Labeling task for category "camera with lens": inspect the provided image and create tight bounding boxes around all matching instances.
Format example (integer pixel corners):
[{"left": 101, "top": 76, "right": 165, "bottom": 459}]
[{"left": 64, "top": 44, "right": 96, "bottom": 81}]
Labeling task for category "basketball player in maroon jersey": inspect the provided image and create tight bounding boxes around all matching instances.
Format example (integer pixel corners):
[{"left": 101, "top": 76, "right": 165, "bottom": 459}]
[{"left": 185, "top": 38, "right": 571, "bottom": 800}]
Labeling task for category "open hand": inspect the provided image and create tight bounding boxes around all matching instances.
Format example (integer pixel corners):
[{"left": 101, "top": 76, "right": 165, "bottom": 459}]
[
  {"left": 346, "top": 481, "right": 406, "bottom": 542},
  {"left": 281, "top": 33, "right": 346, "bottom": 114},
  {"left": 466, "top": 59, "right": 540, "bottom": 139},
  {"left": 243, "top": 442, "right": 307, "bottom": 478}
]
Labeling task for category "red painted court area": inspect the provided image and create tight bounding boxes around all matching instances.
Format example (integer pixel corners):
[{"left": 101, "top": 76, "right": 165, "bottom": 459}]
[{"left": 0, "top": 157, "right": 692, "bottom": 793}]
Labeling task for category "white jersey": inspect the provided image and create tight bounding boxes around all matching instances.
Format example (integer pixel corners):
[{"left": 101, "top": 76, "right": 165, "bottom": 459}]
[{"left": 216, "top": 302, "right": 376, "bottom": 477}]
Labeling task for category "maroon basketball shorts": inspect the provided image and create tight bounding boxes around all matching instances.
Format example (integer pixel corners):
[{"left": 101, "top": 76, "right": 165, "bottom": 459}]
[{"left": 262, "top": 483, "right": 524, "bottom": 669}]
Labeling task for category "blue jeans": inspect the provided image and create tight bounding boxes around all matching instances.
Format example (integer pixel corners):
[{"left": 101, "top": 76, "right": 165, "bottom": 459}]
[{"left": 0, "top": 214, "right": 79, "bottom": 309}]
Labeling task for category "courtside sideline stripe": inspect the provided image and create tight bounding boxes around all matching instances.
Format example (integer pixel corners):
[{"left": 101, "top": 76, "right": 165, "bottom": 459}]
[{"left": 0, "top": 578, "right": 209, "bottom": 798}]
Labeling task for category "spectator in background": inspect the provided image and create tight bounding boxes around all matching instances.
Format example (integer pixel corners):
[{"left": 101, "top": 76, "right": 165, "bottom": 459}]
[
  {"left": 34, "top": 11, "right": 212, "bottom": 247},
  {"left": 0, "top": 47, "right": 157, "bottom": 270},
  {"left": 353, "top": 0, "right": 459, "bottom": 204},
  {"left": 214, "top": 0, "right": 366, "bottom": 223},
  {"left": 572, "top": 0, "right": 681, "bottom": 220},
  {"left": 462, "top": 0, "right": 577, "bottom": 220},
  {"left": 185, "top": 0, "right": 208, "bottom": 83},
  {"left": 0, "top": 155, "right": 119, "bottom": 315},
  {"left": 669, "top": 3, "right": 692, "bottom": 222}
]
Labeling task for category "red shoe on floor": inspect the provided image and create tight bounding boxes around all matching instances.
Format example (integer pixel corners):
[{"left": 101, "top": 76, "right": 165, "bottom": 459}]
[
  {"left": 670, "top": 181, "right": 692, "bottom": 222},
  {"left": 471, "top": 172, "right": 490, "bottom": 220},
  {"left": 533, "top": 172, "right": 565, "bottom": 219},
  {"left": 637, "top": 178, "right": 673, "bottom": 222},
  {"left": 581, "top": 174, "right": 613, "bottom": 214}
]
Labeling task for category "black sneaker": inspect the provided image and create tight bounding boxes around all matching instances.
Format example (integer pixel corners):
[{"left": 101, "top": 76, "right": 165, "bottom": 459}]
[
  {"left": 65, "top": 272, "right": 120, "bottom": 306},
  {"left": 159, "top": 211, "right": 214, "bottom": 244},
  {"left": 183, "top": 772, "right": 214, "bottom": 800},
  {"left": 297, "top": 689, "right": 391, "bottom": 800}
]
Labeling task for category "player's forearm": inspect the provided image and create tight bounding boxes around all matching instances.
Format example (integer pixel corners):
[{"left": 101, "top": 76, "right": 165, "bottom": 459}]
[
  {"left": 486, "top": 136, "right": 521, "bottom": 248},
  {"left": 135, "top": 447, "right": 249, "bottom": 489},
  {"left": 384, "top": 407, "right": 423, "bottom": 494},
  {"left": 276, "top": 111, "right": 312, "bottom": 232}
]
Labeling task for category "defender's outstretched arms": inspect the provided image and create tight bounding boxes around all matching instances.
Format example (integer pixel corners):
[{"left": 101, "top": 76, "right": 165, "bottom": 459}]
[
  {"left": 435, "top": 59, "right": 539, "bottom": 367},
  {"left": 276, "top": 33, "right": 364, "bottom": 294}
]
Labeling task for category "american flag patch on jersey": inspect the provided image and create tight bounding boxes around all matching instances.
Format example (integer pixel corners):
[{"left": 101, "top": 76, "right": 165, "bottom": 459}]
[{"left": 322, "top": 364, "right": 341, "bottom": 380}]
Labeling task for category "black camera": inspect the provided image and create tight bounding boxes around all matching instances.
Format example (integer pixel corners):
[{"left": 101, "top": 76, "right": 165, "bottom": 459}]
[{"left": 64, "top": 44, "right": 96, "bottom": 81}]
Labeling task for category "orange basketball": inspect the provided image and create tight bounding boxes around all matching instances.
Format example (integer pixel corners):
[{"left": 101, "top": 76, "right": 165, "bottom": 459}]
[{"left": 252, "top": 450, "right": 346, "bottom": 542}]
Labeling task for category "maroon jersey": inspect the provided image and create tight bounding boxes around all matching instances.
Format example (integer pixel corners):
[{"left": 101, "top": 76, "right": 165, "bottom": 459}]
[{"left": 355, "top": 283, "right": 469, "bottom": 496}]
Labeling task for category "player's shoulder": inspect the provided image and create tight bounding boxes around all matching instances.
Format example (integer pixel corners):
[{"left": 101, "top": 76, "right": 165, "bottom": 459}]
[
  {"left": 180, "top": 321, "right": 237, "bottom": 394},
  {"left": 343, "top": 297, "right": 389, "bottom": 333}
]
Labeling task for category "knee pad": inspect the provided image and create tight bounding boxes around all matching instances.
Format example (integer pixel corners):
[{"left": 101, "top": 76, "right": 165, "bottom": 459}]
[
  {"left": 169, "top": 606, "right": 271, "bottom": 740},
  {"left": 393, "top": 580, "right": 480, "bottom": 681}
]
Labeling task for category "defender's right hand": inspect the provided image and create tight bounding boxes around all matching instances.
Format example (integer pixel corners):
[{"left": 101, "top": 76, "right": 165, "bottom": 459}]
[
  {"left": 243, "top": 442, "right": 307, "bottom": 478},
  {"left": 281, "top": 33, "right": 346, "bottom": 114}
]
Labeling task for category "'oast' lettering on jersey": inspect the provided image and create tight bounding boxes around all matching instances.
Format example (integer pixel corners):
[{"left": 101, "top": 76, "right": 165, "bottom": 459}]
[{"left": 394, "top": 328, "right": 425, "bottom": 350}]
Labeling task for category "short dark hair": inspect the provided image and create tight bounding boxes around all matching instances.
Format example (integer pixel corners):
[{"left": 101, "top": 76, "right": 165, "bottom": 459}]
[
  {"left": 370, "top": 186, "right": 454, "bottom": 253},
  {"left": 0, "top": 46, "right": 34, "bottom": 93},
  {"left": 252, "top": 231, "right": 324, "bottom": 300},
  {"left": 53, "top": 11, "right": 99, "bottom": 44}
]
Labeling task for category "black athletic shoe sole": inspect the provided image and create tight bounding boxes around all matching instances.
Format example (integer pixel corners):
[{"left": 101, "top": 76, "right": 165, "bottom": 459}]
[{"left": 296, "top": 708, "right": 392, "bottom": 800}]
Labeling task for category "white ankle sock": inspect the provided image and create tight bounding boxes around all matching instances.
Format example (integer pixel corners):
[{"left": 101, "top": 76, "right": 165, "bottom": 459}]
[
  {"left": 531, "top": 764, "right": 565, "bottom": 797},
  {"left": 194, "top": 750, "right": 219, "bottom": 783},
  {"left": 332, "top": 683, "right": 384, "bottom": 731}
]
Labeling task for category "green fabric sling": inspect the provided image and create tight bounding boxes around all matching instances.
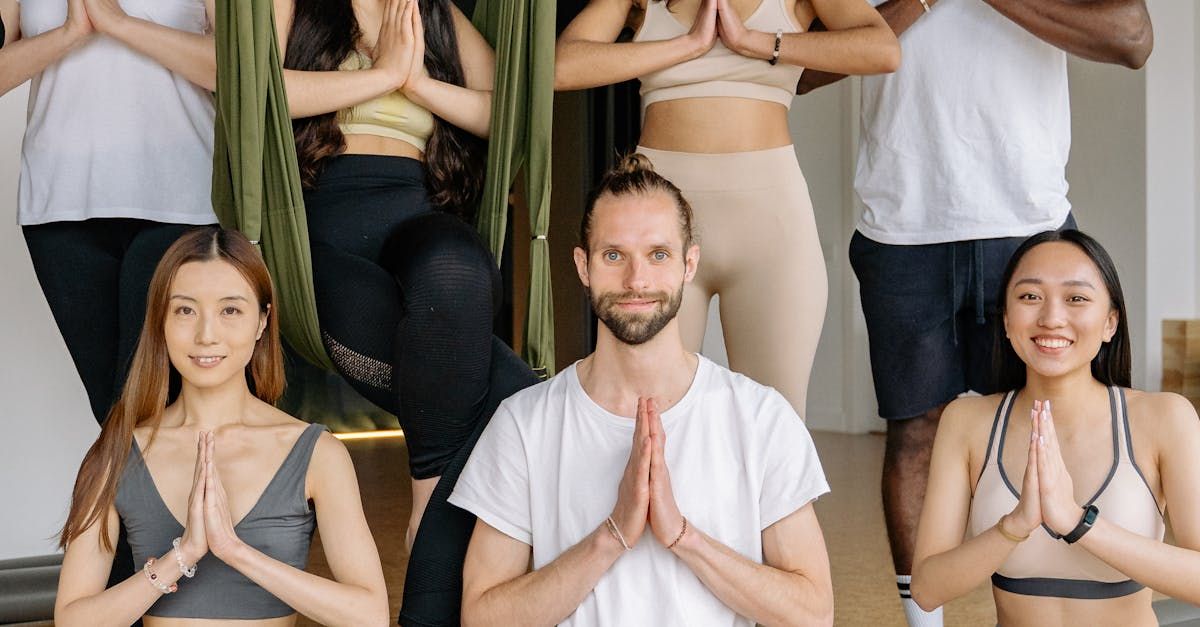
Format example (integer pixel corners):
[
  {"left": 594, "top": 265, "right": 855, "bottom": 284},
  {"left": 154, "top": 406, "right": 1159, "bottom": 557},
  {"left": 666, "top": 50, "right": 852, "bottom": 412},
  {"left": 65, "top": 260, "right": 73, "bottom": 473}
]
[
  {"left": 474, "top": 0, "right": 554, "bottom": 377},
  {"left": 212, "top": 0, "right": 554, "bottom": 375},
  {"left": 212, "top": 0, "right": 334, "bottom": 370}
]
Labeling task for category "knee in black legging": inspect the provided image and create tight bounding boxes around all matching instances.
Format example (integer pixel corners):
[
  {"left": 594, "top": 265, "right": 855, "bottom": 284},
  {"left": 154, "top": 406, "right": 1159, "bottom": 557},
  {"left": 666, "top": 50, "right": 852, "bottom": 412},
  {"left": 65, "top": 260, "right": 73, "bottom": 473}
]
[
  {"left": 382, "top": 214, "right": 500, "bottom": 478},
  {"left": 380, "top": 211, "right": 502, "bottom": 320}
]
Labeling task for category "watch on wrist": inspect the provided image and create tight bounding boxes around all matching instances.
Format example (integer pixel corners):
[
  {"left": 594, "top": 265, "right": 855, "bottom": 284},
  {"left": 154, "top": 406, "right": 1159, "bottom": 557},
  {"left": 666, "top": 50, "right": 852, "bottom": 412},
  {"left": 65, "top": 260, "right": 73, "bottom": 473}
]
[{"left": 1062, "top": 504, "right": 1100, "bottom": 544}]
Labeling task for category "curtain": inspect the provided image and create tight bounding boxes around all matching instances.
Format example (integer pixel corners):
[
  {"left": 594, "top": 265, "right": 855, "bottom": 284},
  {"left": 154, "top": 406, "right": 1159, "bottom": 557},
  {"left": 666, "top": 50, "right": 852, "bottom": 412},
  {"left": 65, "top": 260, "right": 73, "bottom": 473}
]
[
  {"left": 212, "top": 0, "right": 334, "bottom": 370},
  {"left": 212, "top": 0, "right": 554, "bottom": 376},
  {"left": 473, "top": 0, "right": 556, "bottom": 377}
]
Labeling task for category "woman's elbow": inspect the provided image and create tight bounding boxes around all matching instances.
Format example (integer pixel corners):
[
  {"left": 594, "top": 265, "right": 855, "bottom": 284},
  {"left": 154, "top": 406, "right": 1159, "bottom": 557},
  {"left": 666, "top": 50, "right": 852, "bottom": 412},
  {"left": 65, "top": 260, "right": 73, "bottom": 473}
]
[
  {"left": 874, "top": 37, "right": 900, "bottom": 74},
  {"left": 908, "top": 568, "right": 943, "bottom": 611}
]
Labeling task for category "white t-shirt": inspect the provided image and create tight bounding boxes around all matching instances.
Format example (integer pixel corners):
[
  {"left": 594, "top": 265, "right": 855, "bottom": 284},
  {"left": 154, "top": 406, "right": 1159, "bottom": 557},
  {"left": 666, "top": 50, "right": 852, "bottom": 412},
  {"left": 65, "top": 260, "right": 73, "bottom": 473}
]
[
  {"left": 17, "top": 0, "right": 217, "bottom": 225},
  {"left": 854, "top": 0, "right": 1070, "bottom": 244},
  {"left": 450, "top": 357, "right": 829, "bottom": 627}
]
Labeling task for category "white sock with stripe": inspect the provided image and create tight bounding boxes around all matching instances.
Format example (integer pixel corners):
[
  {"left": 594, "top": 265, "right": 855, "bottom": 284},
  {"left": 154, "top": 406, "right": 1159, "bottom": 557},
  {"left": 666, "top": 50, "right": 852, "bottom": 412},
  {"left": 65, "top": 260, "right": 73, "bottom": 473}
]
[{"left": 896, "top": 575, "right": 942, "bottom": 627}]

______

*Goal of the exercise*
List every line in the entries above that contains the string "shoe", copying each line in full.

*Full solution*
Labeling task for category "red shoe on floor": inspect the provided image and create tight bounding boxes around all matching instances.
Labeling task for category "black athletic shoe sole": inspect the provided image and create tight bounding boxes around all matching instances.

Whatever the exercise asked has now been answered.